Data records:
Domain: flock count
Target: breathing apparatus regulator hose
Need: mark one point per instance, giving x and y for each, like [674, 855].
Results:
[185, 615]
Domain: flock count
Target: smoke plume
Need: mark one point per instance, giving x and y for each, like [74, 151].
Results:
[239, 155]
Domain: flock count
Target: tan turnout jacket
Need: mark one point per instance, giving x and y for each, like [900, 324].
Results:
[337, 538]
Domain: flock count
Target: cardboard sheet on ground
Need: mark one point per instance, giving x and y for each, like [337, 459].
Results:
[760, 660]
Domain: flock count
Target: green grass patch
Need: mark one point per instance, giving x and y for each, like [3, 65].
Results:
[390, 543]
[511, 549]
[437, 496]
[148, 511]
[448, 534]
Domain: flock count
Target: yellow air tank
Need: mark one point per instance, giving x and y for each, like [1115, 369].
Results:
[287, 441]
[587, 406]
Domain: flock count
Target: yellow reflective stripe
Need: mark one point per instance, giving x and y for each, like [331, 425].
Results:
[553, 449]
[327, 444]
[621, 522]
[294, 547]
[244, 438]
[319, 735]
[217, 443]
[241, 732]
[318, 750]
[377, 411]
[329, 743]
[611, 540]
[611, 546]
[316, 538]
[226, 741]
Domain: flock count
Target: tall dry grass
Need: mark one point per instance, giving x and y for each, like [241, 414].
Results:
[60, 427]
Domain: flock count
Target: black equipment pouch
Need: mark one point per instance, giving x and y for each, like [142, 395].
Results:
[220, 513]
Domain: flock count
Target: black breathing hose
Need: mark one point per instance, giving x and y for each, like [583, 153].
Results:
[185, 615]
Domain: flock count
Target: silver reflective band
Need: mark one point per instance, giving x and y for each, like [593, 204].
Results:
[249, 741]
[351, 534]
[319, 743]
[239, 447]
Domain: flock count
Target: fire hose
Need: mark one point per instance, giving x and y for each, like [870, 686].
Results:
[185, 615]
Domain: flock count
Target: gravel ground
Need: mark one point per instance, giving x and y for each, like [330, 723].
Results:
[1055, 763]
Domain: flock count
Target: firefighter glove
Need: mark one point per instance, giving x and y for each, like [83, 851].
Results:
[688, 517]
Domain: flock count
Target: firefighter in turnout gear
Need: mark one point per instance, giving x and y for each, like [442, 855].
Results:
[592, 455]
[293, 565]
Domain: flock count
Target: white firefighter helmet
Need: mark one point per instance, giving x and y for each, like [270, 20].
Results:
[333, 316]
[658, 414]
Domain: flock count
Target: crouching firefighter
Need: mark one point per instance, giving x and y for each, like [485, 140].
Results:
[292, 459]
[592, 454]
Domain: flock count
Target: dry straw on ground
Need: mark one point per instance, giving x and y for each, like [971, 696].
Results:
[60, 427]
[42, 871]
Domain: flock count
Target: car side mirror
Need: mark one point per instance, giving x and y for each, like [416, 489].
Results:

:: Task details ::
Write down every line of the data exactly as it appears above.

:: Output of the exercise ::
Domain: flock count
Target: breathing apparatus regulator hose
Need: mark one point per instance, giving x and y for each, like [674, 855].
Results:
[185, 615]
Domain: flock count
Target: smoke plume
Need: mark one point per instance, giving x and y for each, like [74, 151].
Results:
[239, 155]
Domain: flock count
Target: tan turnout jacket
Need: mark one point per instance, giving x and y for each, like [900, 324].
Results:
[337, 538]
Domain: flock count
Target: cardboard sheet on ground
Need: mark one point per instance, giving x and y for each, like [337, 459].
Results:
[760, 660]
Domain: flock count
Target: green grass patch
Need: mark one point per instance, giving x and y for each, like [3, 65].
Results:
[390, 543]
[511, 549]
[437, 496]
[148, 511]
[448, 534]
Domain: flock count
Target: yellow air tank
Need: mark one point per instance, giving x and y for each, like [1115, 369].
Results:
[287, 441]
[587, 406]
Domain: flock count
Target: yellow reflective stripe
Need: mark one point per instance, giving x and y for each, like [331, 425].
Results:
[553, 449]
[327, 444]
[621, 522]
[294, 547]
[244, 438]
[319, 735]
[217, 443]
[241, 732]
[318, 750]
[377, 411]
[329, 743]
[611, 540]
[611, 546]
[316, 538]
[226, 741]
Domain: flock count
Target: tall dry grass
Need: mark one point per instance, giving x and y for each, like [241, 414].
Results:
[60, 427]
Domain: flock count
Target: black equipment pouch
Need: mark one point per instance, giving x and y for each, like [142, 395].
Results:
[220, 513]
Domain: flock count
Target: black breathing hose
Need: mark one point per instance, giving x and y for each, like [583, 153].
Results:
[185, 615]
Domain: flock count
Target: silver reflective band
Need: mark one point per instance, giving x and y for each, like [593, 204].
Results:
[249, 741]
[351, 534]
[319, 743]
[239, 447]
Domain: flock count
Target: fire hose
Need: mark one point per instance, giving x and y for each, like [870, 686].
Results:
[185, 615]
Domain: flock count
Target: gravel ground
Need: mark one point per instance, giving x and y for each, like [330, 723].
Results:
[1055, 763]
Domain: flock count
Target: firefighter glove
Need: mark one point per instance, giving x and y for each, like [83, 851].
Results:
[688, 517]
Domain: flock count
Target: firefighter in turnout gear
Need: mark one point per instance, giving x and y for each, like [442, 855].
Results:
[592, 455]
[293, 565]
Domain: flock count
Target: white firefighter helmet
Need: mark one point per instance, giving x and y for each, like [270, 20].
Results:
[333, 316]
[658, 414]
Domain: flock count
Target: crouching firefighter
Need: mark one point per instance, giving x and y for each, like [485, 140].
Results:
[292, 459]
[592, 454]
Domain: flock count
Target: dry straw on ground
Need: mark one point per instance, giving x and y for each, like [971, 696].
Results:
[60, 427]
[42, 871]
Domain: flock count
Target: car side mirror
Need: mark one point per instance, giving x and y for each, like [416, 489].
Results:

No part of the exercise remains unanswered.